▸ **問題文**:
以下のレコードのうち、「crate」という語を含む行をすべて集めてください。

物体の位置に関するデータセットのレコード:
· · · · · · ·

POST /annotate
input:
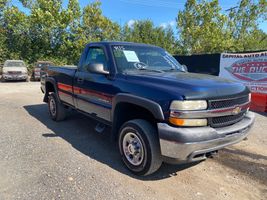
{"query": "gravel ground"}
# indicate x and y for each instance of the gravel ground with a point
(42, 159)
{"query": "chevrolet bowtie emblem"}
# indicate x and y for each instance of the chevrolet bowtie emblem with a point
(236, 111)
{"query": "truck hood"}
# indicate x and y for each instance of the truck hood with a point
(15, 69)
(188, 85)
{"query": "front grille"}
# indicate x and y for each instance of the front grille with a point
(226, 120)
(226, 103)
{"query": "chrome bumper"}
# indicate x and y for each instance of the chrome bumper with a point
(192, 144)
(15, 77)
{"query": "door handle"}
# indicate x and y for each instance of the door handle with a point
(80, 80)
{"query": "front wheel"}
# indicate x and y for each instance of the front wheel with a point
(57, 110)
(139, 147)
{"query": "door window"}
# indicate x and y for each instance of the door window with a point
(95, 55)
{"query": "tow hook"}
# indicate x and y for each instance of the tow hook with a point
(211, 154)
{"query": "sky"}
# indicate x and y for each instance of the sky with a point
(161, 12)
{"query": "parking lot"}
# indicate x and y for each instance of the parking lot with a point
(43, 159)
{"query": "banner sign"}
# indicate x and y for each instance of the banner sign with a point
(248, 68)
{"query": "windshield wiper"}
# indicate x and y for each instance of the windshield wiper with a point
(151, 70)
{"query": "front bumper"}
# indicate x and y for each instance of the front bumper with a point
(15, 77)
(193, 144)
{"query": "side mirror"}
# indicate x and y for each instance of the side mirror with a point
(184, 68)
(97, 68)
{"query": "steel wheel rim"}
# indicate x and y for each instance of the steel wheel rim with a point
(52, 106)
(133, 148)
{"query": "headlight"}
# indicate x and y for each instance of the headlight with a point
(188, 122)
(189, 105)
(192, 105)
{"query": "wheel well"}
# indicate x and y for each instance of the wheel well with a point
(49, 87)
(127, 111)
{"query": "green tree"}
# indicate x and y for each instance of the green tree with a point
(145, 32)
(243, 25)
(203, 28)
(3, 48)
(97, 27)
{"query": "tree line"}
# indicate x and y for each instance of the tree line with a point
(51, 31)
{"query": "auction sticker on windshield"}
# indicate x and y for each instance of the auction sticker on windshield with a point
(131, 56)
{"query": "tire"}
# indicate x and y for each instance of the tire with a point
(144, 144)
(56, 109)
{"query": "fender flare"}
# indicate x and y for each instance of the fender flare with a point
(148, 104)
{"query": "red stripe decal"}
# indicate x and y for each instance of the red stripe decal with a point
(78, 90)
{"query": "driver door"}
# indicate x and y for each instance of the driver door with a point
(93, 91)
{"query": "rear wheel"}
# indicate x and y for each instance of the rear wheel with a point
(139, 147)
(57, 110)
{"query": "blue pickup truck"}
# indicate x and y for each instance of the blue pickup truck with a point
(157, 110)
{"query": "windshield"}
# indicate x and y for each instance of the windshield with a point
(14, 64)
(146, 58)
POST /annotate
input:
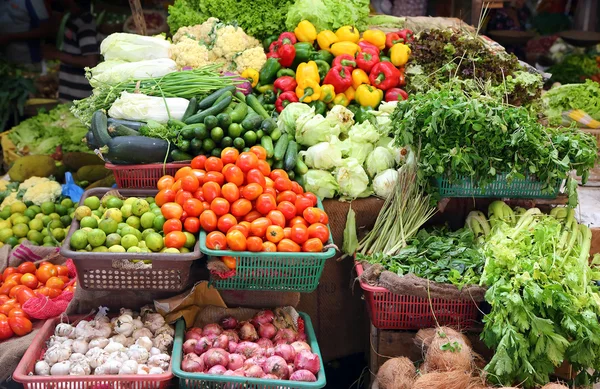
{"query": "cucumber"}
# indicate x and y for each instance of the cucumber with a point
(191, 109)
(99, 128)
(280, 148)
(212, 111)
(121, 130)
(208, 101)
(253, 102)
(291, 156)
(267, 144)
(126, 150)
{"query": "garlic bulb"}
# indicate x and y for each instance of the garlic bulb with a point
(42, 368)
(60, 368)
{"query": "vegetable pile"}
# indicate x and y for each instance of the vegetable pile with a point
(129, 344)
(269, 346)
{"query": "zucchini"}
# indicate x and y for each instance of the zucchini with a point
(291, 156)
(280, 148)
(125, 150)
(212, 111)
(209, 100)
(99, 128)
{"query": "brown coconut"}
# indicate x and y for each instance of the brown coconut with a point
(443, 380)
(396, 373)
(459, 359)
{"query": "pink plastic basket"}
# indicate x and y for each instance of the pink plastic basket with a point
(390, 311)
(142, 176)
(36, 350)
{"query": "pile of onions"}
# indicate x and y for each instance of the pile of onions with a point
(253, 349)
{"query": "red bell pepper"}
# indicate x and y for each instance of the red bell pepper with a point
(384, 75)
(366, 60)
(340, 77)
(344, 60)
(287, 53)
(395, 94)
(285, 84)
(284, 99)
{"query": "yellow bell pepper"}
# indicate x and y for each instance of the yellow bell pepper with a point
(348, 34)
(305, 32)
(399, 54)
(327, 93)
(252, 76)
(368, 96)
(341, 99)
(308, 90)
(376, 37)
(359, 77)
(340, 48)
(326, 38)
(307, 70)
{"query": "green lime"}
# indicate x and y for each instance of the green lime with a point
(79, 240)
(154, 242)
(93, 202)
(18, 207)
(147, 220)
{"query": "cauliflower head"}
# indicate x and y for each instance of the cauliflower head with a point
(43, 192)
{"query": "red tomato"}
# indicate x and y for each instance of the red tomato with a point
(259, 226)
(254, 175)
(288, 246)
(174, 239)
(170, 225)
(241, 208)
(193, 207)
(190, 183)
(265, 203)
(225, 222)
(247, 161)
(320, 231)
(208, 220)
(211, 190)
(20, 325)
(198, 162)
(234, 175)
(229, 155)
(169, 211)
(165, 182)
(230, 192)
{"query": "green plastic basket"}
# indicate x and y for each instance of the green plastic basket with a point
(209, 381)
(289, 272)
(526, 188)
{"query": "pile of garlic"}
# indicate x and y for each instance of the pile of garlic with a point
(131, 343)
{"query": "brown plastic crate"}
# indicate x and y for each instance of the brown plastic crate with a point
(95, 271)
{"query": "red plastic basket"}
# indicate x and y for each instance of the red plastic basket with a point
(390, 311)
(142, 176)
(38, 346)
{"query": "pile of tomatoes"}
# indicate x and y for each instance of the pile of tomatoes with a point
(22, 283)
(242, 205)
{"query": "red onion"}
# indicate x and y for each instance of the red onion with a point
(212, 329)
(263, 317)
(189, 346)
(286, 352)
(277, 366)
(192, 363)
(303, 375)
(217, 370)
(267, 330)
(228, 323)
(248, 332)
(264, 343)
(216, 356)
(299, 346)
(305, 360)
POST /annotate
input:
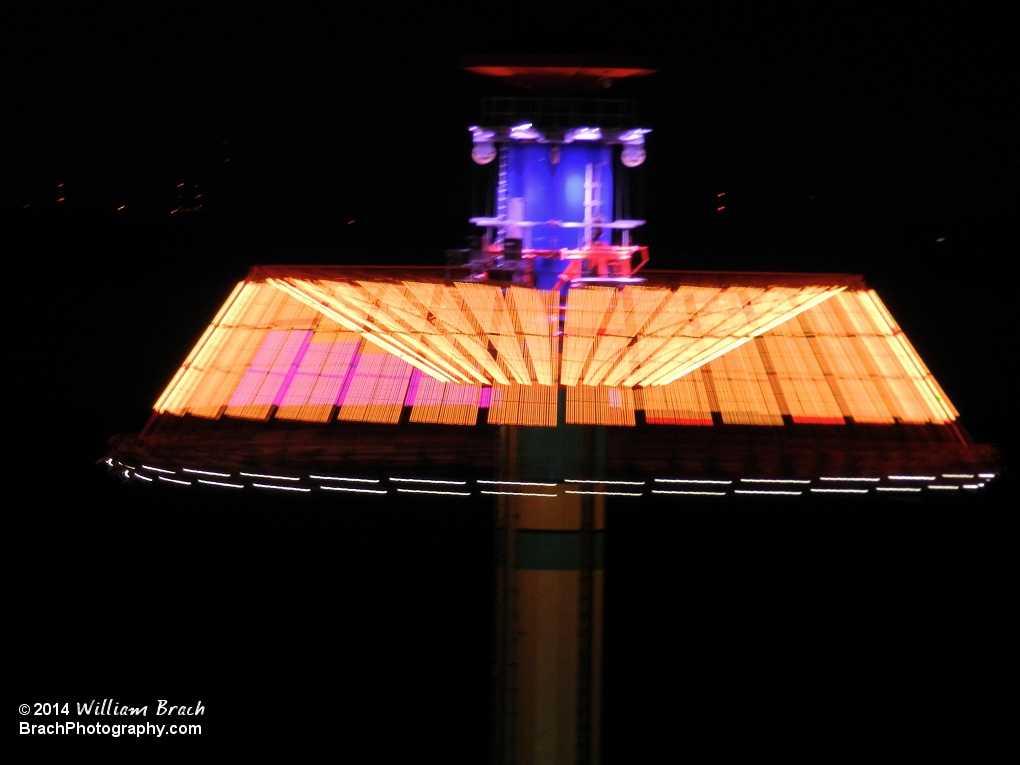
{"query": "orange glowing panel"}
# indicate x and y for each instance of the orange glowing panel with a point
(875, 370)
(598, 405)
(319, 376)
(743, 389)
(523, 405)
(682, 402)
(445, 403)
(376, 389)
(633, 308)
(803, 386)
(272, 366)
(721, 320)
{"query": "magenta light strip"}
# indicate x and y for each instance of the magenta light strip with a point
(293, 368)
(348, 378)
(320, 374)
(412, 388)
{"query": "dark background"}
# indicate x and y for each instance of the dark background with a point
(867, 145)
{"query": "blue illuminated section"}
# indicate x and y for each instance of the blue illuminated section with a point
(551, 183)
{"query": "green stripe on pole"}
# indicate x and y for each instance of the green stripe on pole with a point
(555, 551)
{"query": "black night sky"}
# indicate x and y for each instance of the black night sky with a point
(860, 144)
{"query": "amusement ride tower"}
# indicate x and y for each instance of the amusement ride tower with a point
(547, 366)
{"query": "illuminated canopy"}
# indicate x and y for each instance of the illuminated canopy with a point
(318, 345)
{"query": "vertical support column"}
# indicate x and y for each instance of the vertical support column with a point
(549, 604)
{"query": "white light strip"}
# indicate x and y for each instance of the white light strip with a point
(773, 480)
(514, 482)
(609, 494)
(271, 477)
(607, 482)
(519, 494)
(354, 490)
(206, 472)
(693, 480)
(840, 477)
(699, 494)
(425, 491)
(220, 483)
(349, 480)
(430, 480)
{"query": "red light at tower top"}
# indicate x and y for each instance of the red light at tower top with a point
(547, 366)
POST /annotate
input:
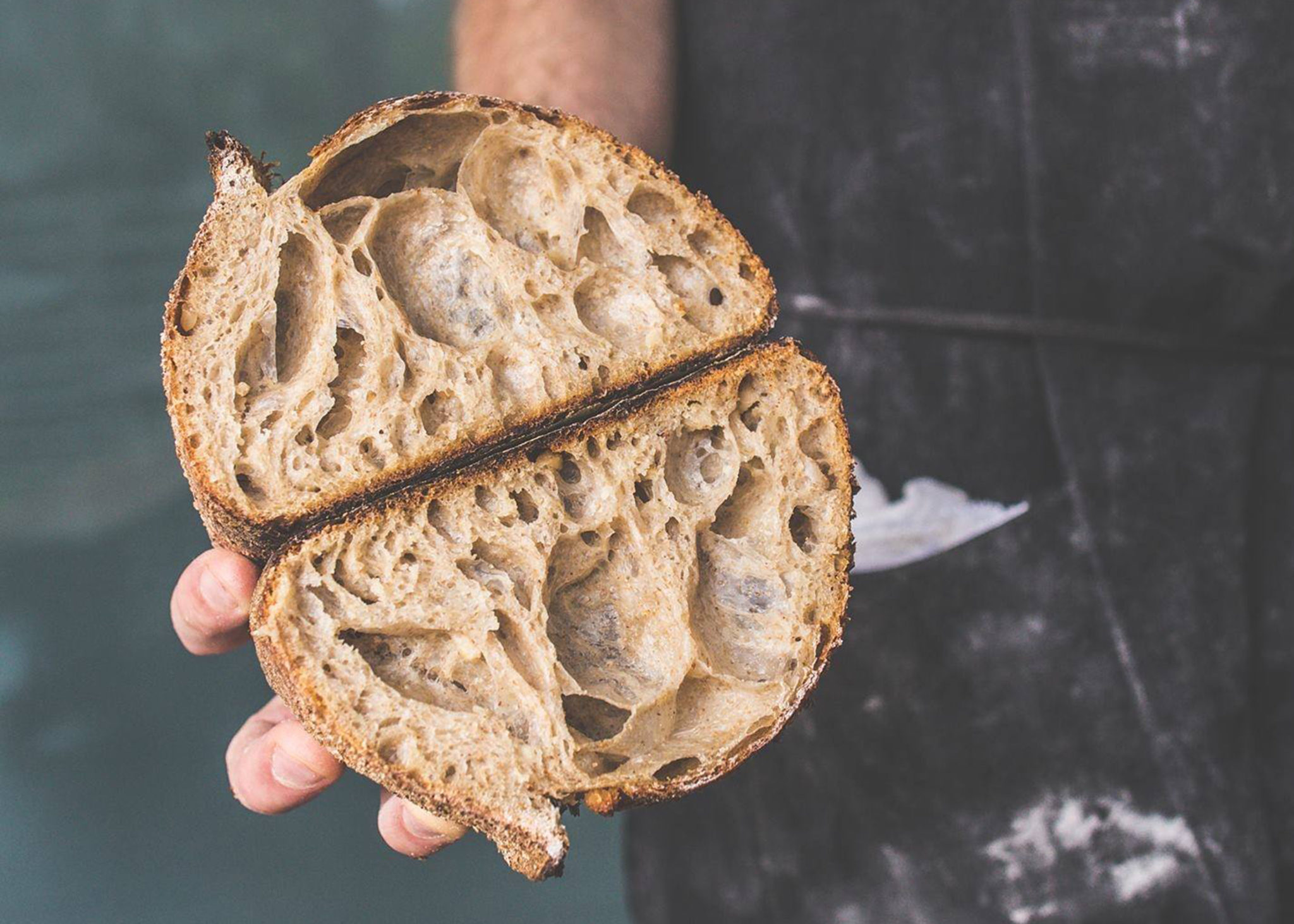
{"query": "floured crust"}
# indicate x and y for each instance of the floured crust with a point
(241, 177)
(529, 852)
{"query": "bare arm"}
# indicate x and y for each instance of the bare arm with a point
(607, 61)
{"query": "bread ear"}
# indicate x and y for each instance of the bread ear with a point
(233, 165)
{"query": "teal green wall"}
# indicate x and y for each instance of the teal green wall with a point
(113, 799)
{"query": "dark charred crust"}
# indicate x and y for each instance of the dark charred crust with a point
(258, 536)
(224, 148)
(272, 539)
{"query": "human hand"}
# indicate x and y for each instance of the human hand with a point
(274, 764)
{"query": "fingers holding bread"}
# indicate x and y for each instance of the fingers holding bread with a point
(413, 831)
(275, 765)
(211, 601)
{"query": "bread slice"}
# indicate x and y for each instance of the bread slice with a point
(619, 613)
(448, 272)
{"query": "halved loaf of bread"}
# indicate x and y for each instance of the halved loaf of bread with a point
(619, 613)
(448, 271)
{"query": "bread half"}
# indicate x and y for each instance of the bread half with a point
(616, 614)
(448, 272)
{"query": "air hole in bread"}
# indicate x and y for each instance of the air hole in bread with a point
(342, 223)
(817, 441)
(700, 464)
(526, 507)
(448, 294)
(695, 289)
(598, 762)
(437, 409)
(748, 742)
(677, 768)
(440, 520)
(595, 719)
(825, 640)
(249, 487)
(801, 529)
(355, 584)
(348, 352)
(297, 306)
(526, 191)
(616, 307)
(742, 611)
(600, 243)
(570, 469)
(518, 378)
(435, 668)
(651, 206)
(418, 152)
(703, 243)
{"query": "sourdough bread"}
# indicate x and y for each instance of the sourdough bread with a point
(447, 273)
(616, 614)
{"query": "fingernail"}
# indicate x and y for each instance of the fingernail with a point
(215, 594)
(425, 826)
(291, 773)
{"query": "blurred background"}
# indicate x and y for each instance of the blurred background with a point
(113, 795)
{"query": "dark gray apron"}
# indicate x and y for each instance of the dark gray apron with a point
(1047, 250)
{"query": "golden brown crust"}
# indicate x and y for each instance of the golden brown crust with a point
(521, 852)
(258, 536)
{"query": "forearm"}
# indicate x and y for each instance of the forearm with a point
(607, 61)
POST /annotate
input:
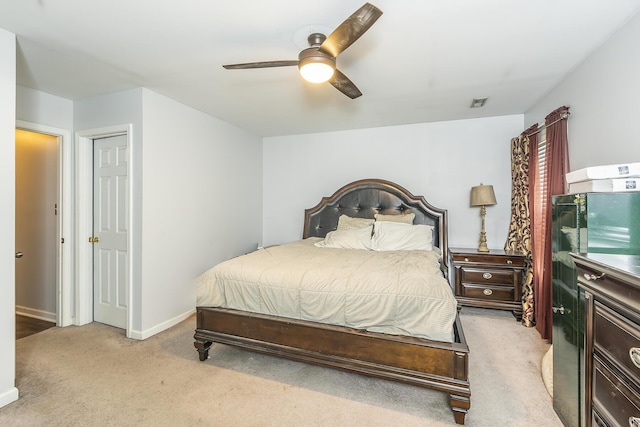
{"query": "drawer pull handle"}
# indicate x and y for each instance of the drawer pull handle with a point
(561, 310)
(588, 276)
(634, 354)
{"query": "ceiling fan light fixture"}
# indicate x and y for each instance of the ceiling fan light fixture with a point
(316, 67)
(316, 72)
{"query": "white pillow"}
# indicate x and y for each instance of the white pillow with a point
(353, 238)
(346, 222)
(406, 218)
(396, 236)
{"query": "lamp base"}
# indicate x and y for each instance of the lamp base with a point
(483, 242)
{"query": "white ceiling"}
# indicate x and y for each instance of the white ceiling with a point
(422, 61)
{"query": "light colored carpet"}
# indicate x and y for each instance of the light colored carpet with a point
(93, 376)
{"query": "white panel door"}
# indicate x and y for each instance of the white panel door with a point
(110, 229)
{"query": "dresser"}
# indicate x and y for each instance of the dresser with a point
(582, 223)
(487, 279)
(611, 285)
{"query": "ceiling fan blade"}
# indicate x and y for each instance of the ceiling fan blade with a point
(350, 30)
(263, 64)
(344, 85)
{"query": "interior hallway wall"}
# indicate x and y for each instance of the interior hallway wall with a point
(8, 390)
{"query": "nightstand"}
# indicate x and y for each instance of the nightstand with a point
(487, 279)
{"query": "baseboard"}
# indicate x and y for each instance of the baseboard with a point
(9, 396)
(143, 335)
(36, 314)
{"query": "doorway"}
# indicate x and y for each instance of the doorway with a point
(37, 202)
(43, 261)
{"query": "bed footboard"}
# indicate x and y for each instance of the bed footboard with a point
(433, 364)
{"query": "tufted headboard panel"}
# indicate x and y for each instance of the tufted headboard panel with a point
(367, 197)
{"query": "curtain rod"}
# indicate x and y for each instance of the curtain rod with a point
(542, 126)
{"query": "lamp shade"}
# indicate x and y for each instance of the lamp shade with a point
(483, 195)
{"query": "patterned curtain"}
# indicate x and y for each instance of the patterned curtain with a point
(556, 168)
(519, 236)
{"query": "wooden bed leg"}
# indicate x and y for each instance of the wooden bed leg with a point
(203, 349)
(459, 405)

· · · · · · ·

▸ **回答**:
{"query": "brown plastic crate"}
# indicate x and y for each instance of the brown plastic crate with a point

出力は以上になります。